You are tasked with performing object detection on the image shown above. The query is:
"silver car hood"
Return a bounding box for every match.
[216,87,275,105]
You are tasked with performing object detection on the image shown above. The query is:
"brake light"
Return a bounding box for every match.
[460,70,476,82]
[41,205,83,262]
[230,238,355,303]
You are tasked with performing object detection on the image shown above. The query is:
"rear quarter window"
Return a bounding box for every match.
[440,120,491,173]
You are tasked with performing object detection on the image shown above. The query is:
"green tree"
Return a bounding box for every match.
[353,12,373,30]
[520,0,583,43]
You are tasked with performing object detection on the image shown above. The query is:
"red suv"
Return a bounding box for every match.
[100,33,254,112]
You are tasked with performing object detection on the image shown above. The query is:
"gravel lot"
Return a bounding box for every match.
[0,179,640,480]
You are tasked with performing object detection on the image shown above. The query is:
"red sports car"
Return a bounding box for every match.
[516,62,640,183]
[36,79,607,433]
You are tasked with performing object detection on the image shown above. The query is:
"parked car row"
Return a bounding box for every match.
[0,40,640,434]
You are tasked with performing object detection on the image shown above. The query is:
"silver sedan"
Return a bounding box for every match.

---*---

(PROBLEM REQUIREMENTS)
Take the lines from the start of the records through the line with "[36,79,607,433]" and write them out again, swapping "bounding box" for "rectangle" and keeping everything else the same.

(EXERCISE RESULT)
You are tasked with performing object detection on the image shown above. The query is:
"silver car hood"
Return a rectangle for every match.
[216,87,275,105]
You are tasked with performing object detection on the image shown above. The query is:
"brake light"
Return a rectangle for every match.
[460,70,476,82]
[41,205,83,262]
[230,238,355,303]
You are tasked with performing object detection on the image shown above. The query is:
"rear quarter window"
Return a rectangle for every match.
[440,120,491,173]
You are tasked with performing object detection on the image shown above. The query is:
"green tree"
Return a rectangle for every match.
[353,12,373,30]
[520,0,583,43]
You are tasked with performing object detection on the image shown above. The query is:
"red suv"
Return a rectangle for every match.
[100,33,254,112]
You are tasked with performing object detection on the image shown above. The query is:
"gravel lot"
Return a rectangle for every match.
[0,179,640,480]
You are tasked with performing object detection on the image shown above. The query is:
"red sports car"
Return a rectangle for every match.
[516,62,640,183]
[36,79,607,433]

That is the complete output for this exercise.